▸ **Given exercise**
Please change each "locate every" in the lines below to "mark each", keeping everything else the same, and leave the picture out of your answer.
* start *
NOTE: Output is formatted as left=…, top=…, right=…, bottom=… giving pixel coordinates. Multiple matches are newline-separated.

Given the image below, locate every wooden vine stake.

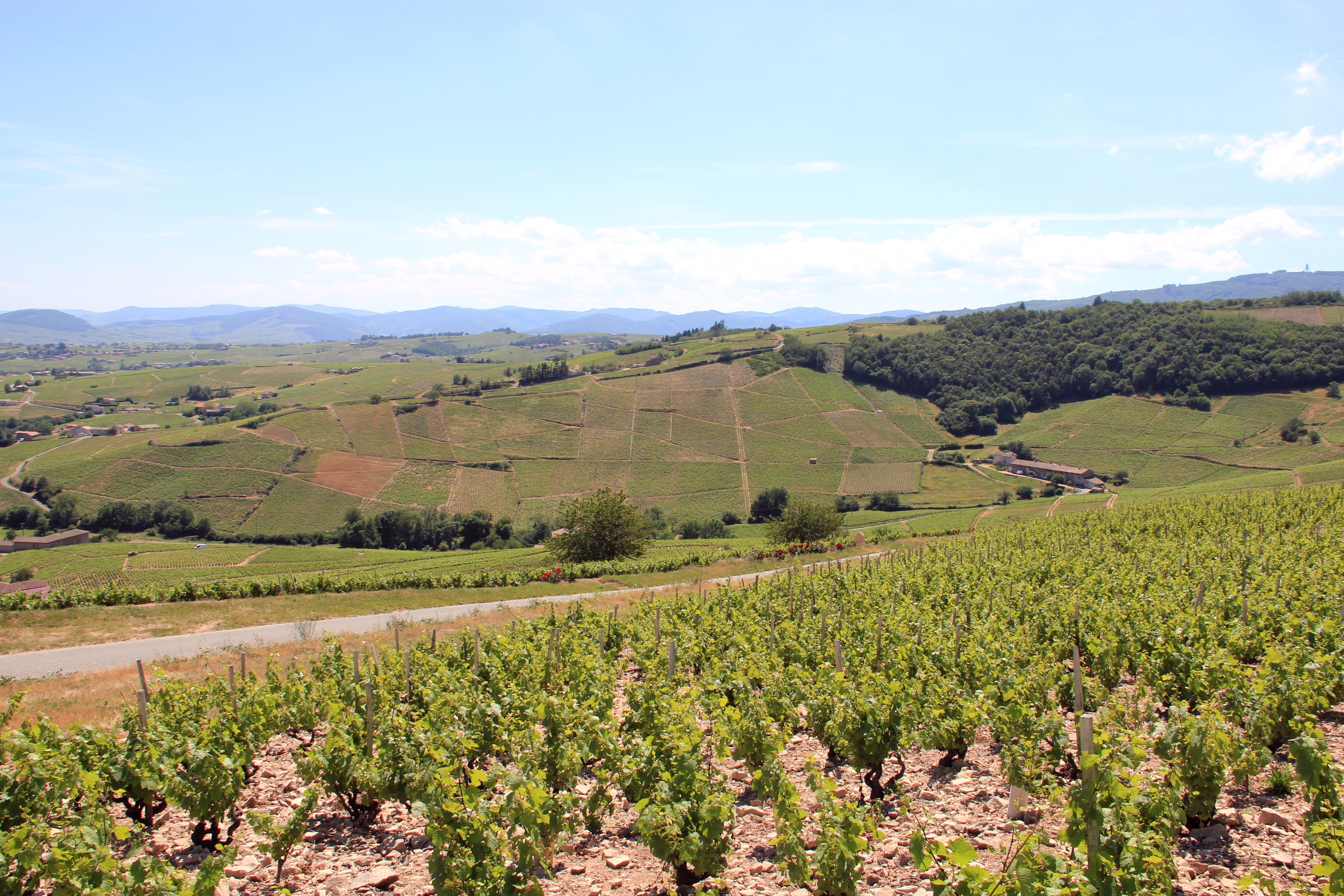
left=402, top=650, right=411, bottom=707
left=364, top=678, right=374, bottom=759
left=1074, top=644, right=1083, bottom=716
left=1078, top=712, right=1101, bottom=872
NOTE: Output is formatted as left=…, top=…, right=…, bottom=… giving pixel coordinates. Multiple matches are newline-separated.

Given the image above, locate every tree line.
left=845, top=298, right=1344, bottom=435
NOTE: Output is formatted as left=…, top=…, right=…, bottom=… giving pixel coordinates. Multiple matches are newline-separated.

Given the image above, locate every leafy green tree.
left=751, top=485, right=789, bottom=523
left=546, top=489, right=649, bottom=563
left=765, top=501, right=844, bottom=544
left=868, top=492, right=905, bottom=513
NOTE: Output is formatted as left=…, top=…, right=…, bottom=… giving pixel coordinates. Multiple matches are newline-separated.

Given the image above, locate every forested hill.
left=845, top=302, right=1344, bottom=408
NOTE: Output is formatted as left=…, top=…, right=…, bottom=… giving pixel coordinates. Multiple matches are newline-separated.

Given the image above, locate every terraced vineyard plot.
left=277, top=408, right=355, bottom=452
left=238, top=478, right=360, bottom=535
left=481, top=392, right=583, bottom=426
left=336, top=402, right=403, bottom=457
left=634, top=411, right=672, bottom=439
left=747, top=462, right=844, bottom=502
left=125, top=544, right=265, bottom=571
left=448, top=461, right=519, bottom=518
left=854, top=383, right=915, bottom=414
left=579, top=429, right=634, bottom=461
left=890, top=414, right=947, bottom=446
left=140, top=442, right=294, bottom=473
left=742, top=430, right=851, bottom=464
left=849, top=446, right=929, bottom=464
left=825, top=411, right=919, bottom=447
left=473, top=404, right=563, bottom=439
left=499, top=429, right=579, bottom=458
left=513, top=461, right=630, bottom=499
left=754, top=414, right=849, bottom=444
left=1297, top=459, right=1344, bottom=485
left=738, top=391, right=817, bottom=426
left=453, top=442, right=504, bottom=464
left=840, top=464, right=923, bottom=494
left=183, top=499, right=261, bottom=532
left=584, top=383, right=636, bottom=411
left=633, top=484, right=746, bottom=520
left=1219, top=395, right=1306, bottom=423
left=625, top=432, right=735, bottom=462
left=310, top=452, right=403, bottom=502
left=395, top=404, right=448, bottom=442
left=669, top=390, right=746, bottom=426
left=628, top=461, right=742, bottom=496
left=1148, top=407, right=1212, bottom=432
left=906, top=508, right=997, bottom=535
left=438, top=402, right=493, bottom=444
left=746, top=367, right=812, bottom=402
left=1195, top=414, right=1265, bottom=439
left=132, top=467, right=280, bottom=501
left=583, top=402, right=634, bottom=432
left=793, top=367, right=868, bottom=411
left=376, top=461, right=457, bottom=506
left=669, top=415, right=747, bottom=461
left=402, top=434, right=460, bottom=461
* end *
▸ **Finished task**
NOTE: Output is formatted as left=…, top=…, right=…, bottom=… giving pixel coordinates. Multiple matches are newline-separated.

Given the image below, mark each wooden vine stake.

left=402, top=650, right=411, bottom=707
left=364, top=678, right=374, bottom=759
left=1074, top=644, right=1083, bottom=716
left=1078, top=712, right=1101, bottom=872
NOTE: Output is formatted as left=…, top=…, right=…, bottom=… giving pixel coordinates. Multiple matches are newline-separated.

Given the image above, mark each tree line.
left=845, top=298, right=1344, bottom=435
NOTE: Output is formatted as left=…, top=…, right=…, bottom=… giving pixel coordinates. Multiple matches are newline-separated.

Given the image above, mark each leafy green tree.
left=751, top=485, right=789, bottom=523
left=546, top=489, right=649, bottom=563
left=765, top=501, right=844, bottom=544
left=868, top=492, right=905, bottom=513
NOTE: Output is formatted as left=…, top=…, right=…, bottom=… giving pixel coordinates. Multiple matches are newline-separated.

Given the image above, mark each forested hill.
left=845, top=302, right=1344, bottom=408
NOTE: Output is formatted as left=…, top=…, right=…, bottom=… giving pixel coordinates. Multiple matches are newline-separated.

Given the image above, mark each terraced vineyard plot.
left=277, top=408, right=355, bottom=452
left=238, top=478, right=360, bottom=535
left=481, top=392, right=583, bottom=426
left=336, top=402, right=403, bottom=457
left=634, top=411, right=672, bottom=439
left=747, top=462, right=844, bottom=502
left=125, top=544, right=265, bottom=571
left=448, top=461, right=519, bottom=518
left=854, top=383, right=915, bottom=414
left=579, top=429, right=634, bottom=461
left=890, top=414, right=947, bottom=446
left=140, top=442, right=294, bottom=473
left=742, top=430, right=851, bottom=464
left=849, top=446, right=929, bottom=464
left=825, top=411, right=919, bottom=447
left=473, top=404, right=563, bottom=439
left=499, top=429, right=579, bottom=458
left=513, top=461, right=630, bottom=499
left=754, top=414, right=849, bottom=444
left=1297, top=459, right=1344, bottom=485
left=738, top=391, right=817, bottom=426
left=453, top=442, right=504, bottom=464
left=840, top=464, right=923, bottom=494
left=183, top=499, right=261, bottom=532
left=584, top=383, right=636, bottom=411
left=633, top=484, right=746, bottom=520
left=1219, top=395, right=1306, bottom=423
left=625, top=432, right=735, bottom=462
left=310, top=452, right=403, bottom=502
left=395, top=404, right=448, bottom=442
left=669, top=390, right=746, bottom=426
left=628, top=461, right=742, bottom=496
left=1148, top=407, right=1212, bottom=432
left=906, top=508, right=997, bottom=535
left=438, top=402, right=493, bottom=444
left=746, top=367, right=812, bottom=402
left=1195, top=414, right=1265, bottom=439
left=132, top=467, right=280, bottom=501
left=583, top=402, right=634, bottom=432
left=793, top=367, right=868, bottom=411
left=376, top=461, right=457, bottom=506
left=669, top=415, right=747, bottom=461
left=402, top=434, right=460, bottom=461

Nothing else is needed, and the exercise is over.